╭─ Supplied information

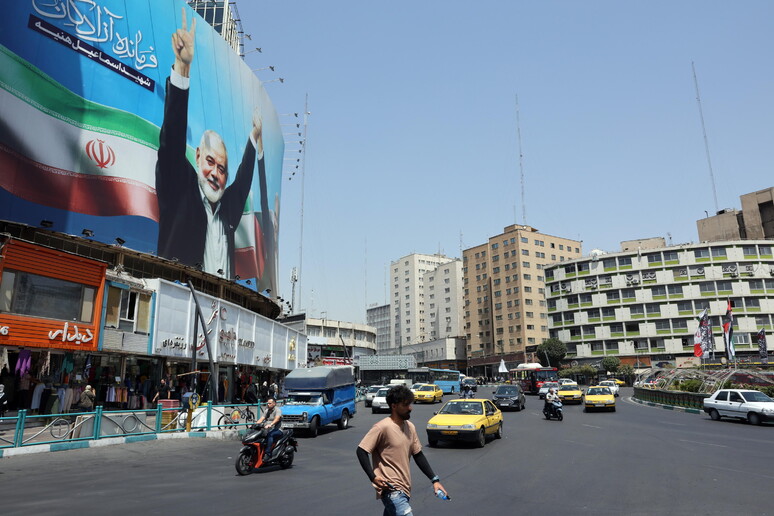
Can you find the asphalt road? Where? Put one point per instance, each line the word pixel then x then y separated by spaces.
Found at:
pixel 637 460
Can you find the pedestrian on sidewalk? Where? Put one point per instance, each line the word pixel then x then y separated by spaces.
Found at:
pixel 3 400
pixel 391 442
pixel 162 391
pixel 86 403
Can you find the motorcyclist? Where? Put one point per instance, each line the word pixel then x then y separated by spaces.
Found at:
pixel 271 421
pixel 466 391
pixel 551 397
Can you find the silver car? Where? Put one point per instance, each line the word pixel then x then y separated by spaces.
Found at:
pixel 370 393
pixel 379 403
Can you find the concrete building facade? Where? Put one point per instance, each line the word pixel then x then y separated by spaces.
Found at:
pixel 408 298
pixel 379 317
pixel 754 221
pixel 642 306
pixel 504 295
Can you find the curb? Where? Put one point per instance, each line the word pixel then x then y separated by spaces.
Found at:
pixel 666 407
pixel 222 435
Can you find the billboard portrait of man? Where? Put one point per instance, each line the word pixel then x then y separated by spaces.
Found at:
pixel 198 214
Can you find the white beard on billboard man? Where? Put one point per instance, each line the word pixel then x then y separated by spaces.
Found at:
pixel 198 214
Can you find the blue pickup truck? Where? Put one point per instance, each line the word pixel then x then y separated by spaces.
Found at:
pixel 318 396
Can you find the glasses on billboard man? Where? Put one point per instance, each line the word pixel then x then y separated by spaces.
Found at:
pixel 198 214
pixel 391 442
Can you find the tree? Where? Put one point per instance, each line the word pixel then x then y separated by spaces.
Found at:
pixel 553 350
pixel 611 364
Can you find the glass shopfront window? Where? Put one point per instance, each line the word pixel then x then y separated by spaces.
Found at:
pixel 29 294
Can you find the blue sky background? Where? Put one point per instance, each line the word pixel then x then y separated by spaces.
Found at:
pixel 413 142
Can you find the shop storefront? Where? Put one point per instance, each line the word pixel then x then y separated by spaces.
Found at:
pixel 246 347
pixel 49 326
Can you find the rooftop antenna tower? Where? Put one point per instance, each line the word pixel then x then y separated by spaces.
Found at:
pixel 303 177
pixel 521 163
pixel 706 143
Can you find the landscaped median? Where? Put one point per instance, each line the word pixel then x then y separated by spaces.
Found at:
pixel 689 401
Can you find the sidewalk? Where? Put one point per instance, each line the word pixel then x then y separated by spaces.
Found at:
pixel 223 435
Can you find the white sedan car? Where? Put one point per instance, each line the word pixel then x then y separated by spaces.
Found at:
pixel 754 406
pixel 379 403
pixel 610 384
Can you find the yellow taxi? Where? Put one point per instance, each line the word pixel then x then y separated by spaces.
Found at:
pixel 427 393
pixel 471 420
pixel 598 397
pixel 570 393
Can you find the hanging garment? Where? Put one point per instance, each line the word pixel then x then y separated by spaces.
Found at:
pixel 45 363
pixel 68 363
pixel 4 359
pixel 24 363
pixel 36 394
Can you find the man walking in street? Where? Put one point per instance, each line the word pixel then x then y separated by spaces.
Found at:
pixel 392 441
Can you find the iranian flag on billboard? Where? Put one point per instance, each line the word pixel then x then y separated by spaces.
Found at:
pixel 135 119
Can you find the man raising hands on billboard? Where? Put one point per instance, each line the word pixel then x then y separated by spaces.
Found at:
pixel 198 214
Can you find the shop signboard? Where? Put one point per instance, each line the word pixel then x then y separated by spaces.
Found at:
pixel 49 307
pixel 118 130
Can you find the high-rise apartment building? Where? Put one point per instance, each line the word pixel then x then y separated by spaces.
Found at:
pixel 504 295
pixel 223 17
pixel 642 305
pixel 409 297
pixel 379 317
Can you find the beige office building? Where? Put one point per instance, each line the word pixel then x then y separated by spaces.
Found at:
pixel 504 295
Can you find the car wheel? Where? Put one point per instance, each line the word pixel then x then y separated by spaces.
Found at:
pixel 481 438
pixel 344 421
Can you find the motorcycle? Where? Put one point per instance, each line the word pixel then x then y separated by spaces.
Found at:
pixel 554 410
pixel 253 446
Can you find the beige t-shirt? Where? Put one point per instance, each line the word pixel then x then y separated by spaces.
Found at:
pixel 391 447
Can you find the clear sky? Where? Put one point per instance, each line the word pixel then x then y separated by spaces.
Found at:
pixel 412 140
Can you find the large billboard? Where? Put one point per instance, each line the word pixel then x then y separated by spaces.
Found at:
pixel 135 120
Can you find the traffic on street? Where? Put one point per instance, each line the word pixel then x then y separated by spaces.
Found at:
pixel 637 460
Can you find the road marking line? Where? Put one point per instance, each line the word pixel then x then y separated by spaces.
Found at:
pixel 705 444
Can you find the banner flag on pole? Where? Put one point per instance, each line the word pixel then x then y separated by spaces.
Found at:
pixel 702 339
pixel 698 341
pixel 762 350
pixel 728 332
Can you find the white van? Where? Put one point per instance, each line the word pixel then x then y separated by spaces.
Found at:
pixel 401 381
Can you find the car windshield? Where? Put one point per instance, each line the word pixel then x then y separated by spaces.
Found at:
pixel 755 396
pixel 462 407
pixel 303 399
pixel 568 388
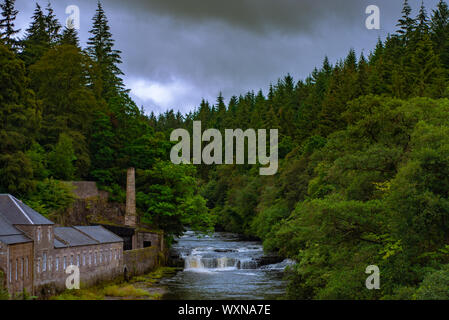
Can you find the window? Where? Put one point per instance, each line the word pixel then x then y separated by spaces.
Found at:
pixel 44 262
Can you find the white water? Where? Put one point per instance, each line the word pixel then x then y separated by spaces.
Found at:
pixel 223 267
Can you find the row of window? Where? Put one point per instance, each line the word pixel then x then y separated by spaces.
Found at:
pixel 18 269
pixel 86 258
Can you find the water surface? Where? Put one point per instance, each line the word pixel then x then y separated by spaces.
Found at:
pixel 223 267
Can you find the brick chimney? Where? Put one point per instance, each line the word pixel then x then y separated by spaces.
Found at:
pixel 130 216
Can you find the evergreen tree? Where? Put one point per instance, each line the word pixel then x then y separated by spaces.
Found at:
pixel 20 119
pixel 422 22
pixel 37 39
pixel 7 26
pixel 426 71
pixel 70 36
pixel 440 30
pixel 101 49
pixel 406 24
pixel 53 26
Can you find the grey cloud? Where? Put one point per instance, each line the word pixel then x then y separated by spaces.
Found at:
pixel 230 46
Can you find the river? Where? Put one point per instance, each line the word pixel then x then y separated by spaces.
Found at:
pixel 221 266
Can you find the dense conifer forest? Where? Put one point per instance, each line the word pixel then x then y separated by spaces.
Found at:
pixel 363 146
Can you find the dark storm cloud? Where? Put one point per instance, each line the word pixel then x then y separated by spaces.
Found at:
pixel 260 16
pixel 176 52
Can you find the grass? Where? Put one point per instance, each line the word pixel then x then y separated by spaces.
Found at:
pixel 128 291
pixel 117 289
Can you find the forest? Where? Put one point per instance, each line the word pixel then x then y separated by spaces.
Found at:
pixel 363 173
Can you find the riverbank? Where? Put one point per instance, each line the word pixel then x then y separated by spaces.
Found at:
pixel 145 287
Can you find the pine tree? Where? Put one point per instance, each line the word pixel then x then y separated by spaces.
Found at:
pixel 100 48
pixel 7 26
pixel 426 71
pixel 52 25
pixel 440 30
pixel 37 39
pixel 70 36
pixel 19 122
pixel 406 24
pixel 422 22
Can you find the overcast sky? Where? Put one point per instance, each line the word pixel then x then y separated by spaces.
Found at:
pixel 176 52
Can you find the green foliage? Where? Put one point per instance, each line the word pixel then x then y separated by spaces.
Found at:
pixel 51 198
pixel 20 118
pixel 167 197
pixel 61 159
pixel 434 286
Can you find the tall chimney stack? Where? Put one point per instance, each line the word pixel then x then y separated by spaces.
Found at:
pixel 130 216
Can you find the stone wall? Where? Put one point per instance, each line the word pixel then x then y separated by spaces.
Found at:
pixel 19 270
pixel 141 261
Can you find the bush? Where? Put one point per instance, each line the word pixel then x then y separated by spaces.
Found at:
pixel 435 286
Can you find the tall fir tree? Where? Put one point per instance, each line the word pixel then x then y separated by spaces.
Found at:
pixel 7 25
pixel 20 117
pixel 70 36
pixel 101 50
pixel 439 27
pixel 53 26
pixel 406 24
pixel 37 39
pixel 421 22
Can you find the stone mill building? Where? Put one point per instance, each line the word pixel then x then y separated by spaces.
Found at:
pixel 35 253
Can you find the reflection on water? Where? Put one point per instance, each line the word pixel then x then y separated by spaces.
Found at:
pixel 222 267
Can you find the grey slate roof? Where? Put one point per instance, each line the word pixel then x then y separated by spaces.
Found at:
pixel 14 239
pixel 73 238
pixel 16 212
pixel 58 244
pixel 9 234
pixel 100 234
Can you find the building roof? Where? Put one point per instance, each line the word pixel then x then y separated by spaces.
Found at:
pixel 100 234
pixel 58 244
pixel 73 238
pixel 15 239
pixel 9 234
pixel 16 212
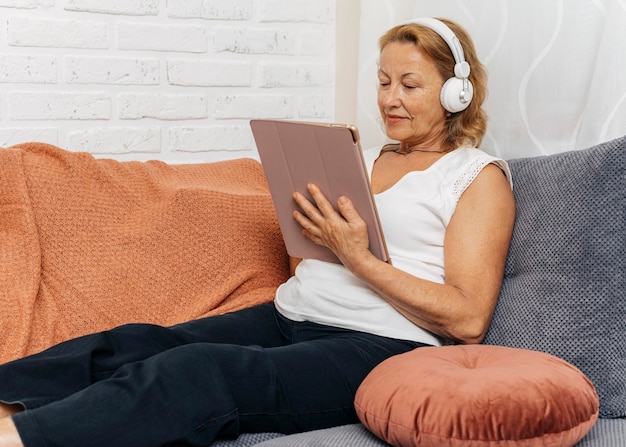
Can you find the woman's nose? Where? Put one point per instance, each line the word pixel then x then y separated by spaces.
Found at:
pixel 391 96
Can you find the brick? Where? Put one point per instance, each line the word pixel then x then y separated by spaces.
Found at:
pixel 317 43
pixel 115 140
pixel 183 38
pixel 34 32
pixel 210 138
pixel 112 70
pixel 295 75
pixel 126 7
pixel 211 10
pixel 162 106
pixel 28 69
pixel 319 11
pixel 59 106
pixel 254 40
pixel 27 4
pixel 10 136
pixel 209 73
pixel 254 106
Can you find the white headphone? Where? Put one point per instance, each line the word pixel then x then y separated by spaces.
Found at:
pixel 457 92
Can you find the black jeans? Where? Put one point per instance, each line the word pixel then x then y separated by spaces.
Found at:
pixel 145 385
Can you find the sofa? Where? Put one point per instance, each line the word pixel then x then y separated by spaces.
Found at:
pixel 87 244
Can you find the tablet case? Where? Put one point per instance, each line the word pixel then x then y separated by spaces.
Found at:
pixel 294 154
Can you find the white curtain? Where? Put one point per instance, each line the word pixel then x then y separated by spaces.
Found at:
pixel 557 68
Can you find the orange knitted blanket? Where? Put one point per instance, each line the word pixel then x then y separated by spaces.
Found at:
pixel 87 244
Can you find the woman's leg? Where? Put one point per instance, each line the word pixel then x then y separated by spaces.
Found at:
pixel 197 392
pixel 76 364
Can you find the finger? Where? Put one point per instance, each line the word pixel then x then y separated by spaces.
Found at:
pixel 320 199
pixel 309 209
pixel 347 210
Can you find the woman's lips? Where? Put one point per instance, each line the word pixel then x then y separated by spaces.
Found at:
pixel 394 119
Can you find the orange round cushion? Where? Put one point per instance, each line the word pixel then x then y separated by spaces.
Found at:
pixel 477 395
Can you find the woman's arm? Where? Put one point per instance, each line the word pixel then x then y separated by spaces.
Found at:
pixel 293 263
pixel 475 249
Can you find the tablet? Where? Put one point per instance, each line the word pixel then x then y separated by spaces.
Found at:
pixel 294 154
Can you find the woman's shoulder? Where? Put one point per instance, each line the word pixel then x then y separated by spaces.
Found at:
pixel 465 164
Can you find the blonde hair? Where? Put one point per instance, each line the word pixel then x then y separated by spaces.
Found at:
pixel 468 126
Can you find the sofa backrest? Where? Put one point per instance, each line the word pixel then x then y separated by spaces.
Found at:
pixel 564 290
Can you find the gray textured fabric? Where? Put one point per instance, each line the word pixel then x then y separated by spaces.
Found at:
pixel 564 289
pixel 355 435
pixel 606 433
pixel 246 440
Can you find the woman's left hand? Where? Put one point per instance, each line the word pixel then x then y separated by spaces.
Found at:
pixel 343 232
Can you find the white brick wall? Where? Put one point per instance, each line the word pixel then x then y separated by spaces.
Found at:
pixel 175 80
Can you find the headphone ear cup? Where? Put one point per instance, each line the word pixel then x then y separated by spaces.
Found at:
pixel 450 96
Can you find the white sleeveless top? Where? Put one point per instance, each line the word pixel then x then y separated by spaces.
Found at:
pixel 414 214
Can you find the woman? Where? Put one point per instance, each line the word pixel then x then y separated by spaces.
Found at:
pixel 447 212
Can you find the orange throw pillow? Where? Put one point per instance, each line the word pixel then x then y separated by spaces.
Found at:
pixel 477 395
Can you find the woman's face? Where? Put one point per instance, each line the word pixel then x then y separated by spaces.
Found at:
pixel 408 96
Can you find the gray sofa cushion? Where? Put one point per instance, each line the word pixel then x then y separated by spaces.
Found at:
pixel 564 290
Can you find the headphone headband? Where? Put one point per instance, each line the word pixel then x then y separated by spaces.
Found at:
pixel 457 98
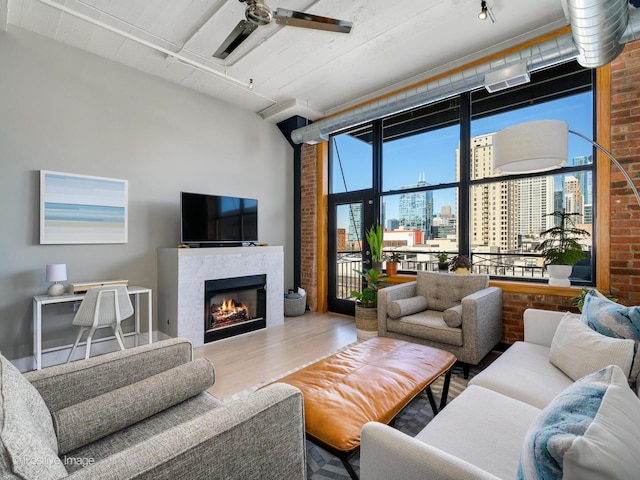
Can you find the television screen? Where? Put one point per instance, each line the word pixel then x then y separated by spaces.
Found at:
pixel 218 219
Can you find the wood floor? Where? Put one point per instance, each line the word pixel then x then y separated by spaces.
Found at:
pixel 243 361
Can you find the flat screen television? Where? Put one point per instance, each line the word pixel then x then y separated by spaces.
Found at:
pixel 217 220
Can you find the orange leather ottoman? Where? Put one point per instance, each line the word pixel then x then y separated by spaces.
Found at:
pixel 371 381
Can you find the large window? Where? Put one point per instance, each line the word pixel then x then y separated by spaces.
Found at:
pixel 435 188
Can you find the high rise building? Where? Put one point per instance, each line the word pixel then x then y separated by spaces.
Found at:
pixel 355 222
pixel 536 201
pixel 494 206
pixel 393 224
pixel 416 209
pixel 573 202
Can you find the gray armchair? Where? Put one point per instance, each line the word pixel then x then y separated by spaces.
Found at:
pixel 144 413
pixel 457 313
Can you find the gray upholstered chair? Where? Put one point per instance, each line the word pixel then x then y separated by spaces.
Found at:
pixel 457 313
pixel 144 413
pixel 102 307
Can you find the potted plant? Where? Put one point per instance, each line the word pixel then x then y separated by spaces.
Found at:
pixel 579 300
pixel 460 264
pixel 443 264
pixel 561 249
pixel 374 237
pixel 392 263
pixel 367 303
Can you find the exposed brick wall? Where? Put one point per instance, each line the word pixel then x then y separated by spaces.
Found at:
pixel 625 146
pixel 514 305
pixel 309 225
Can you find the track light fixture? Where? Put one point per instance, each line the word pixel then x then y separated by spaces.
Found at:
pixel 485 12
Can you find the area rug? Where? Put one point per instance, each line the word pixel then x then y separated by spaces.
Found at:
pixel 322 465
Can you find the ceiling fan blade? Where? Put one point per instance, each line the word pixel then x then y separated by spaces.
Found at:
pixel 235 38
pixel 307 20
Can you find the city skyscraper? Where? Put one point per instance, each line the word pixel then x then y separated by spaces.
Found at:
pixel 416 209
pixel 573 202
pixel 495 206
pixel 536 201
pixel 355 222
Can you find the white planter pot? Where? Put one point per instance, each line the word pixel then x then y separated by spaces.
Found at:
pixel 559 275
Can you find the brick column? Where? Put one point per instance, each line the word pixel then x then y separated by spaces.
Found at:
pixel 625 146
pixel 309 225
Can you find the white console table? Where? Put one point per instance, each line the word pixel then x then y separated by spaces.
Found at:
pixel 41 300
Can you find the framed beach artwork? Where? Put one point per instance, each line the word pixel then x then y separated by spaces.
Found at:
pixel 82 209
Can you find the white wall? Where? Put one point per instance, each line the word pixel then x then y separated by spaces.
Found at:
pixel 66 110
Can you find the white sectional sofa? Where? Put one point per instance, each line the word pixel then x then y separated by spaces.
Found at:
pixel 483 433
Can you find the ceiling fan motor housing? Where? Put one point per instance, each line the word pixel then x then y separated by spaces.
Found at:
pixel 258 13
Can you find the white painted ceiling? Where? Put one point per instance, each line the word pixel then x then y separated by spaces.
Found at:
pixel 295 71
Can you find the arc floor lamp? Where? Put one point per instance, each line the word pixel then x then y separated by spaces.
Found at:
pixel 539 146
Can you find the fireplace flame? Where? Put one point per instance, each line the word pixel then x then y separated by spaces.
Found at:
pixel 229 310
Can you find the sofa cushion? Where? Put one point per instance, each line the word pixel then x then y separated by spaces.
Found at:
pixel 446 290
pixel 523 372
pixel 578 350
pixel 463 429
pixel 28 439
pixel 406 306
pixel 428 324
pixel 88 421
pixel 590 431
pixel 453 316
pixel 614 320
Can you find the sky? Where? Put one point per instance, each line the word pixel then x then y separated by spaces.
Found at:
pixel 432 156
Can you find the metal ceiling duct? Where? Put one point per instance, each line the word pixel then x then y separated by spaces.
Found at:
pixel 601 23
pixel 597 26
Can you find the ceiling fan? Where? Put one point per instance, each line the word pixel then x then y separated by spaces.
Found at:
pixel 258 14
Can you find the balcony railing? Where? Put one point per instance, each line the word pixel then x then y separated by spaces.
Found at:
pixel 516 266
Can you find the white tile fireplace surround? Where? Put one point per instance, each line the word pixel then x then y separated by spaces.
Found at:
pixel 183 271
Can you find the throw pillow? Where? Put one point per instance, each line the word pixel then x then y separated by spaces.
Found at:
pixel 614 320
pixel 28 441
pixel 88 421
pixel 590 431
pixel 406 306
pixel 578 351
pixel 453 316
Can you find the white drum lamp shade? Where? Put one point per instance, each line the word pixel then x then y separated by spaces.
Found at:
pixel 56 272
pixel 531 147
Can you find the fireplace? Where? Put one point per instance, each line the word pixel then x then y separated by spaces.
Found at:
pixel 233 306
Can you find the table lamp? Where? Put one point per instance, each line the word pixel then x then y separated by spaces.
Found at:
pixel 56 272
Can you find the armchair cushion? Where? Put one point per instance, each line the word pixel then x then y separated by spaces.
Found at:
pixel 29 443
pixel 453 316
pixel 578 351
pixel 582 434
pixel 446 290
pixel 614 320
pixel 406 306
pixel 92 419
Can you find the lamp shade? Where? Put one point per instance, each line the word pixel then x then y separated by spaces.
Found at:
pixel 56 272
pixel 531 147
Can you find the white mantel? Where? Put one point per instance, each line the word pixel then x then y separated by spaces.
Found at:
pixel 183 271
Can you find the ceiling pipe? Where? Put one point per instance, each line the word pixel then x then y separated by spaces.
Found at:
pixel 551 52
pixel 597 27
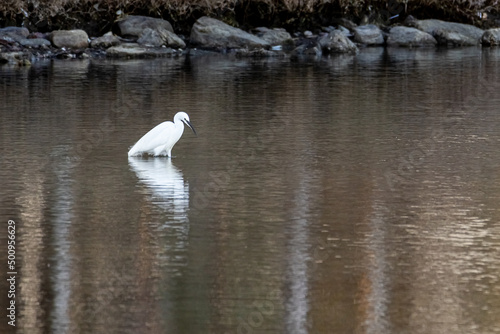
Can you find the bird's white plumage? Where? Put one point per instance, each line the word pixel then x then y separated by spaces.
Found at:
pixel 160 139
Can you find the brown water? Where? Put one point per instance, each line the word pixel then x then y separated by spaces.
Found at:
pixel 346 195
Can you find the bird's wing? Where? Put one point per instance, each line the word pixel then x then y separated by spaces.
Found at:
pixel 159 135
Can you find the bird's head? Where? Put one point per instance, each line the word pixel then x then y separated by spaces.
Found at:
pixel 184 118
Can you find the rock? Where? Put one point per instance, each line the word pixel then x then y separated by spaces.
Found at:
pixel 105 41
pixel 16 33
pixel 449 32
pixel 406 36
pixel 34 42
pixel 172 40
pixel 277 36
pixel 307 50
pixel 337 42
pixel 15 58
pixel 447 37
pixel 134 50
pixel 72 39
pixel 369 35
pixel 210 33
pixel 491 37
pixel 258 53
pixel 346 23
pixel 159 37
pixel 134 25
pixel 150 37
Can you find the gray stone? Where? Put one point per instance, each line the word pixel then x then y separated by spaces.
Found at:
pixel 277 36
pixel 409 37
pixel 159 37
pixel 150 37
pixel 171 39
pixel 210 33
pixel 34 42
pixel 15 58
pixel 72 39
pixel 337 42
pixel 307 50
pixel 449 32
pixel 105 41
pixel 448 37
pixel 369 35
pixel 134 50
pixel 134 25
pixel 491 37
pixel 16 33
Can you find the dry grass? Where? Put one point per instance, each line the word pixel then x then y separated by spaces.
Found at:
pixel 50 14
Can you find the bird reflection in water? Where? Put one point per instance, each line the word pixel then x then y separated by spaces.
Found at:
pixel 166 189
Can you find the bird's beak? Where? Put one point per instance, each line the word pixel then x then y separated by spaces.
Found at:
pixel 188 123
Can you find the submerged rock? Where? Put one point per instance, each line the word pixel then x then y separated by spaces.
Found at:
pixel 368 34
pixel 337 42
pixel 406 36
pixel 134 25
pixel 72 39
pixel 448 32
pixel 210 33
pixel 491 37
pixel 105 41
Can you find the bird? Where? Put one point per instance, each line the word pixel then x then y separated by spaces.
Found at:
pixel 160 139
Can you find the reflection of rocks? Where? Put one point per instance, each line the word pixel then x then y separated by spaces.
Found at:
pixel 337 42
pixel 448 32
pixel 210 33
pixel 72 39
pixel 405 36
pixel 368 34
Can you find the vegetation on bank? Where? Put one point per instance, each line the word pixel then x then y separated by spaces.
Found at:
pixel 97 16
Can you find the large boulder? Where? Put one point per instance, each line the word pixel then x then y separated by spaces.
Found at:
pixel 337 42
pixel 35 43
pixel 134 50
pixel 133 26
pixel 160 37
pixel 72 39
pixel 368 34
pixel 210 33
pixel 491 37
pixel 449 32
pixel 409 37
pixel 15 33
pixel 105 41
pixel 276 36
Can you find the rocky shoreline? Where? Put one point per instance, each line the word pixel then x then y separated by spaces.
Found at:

╰─

Do this: Repeat exactly, and only, the lines from the one containing "Can you find the bird?" through the end of the material.

Solved problem:
Can you find the bird? Where? Put one point per instance, each line the word pixel then x then y separated by spaces.
Found at:
pixel 160 139
Can you find the reflection of rocks? Where? Put one point per instance, each line the word pixel then x then y separated by spaces.
Found at:
pixel 337 42
pixel 448 32
pixel 210 33
pixel 72 39
pixel 405 36
pixel 368 34
Can you find the vegetation on bank? Where? Put one point per instance, each line the word pixel then x then y separated by spaces.
Found at:
pixel 97 16
Can you find the large boulder? Where? Put one point per instance, each line the word pixel then x then y separated by spaces.
Found at:
pixel 337 42
pixel 35 43
pixel 134 50
pixel 133 26
pixel 160 37
pixel 72 39
pixel 368 34
pixel 210 33
pixel 491 37
pixel 449 32
pixel 409 37
pixel 15 33
pixel 105 41
pixel 276 36
Can you find the rocky shoreline? Where? Put one point per instance, each line the word pixel then x then y separated by spaces.
Found at:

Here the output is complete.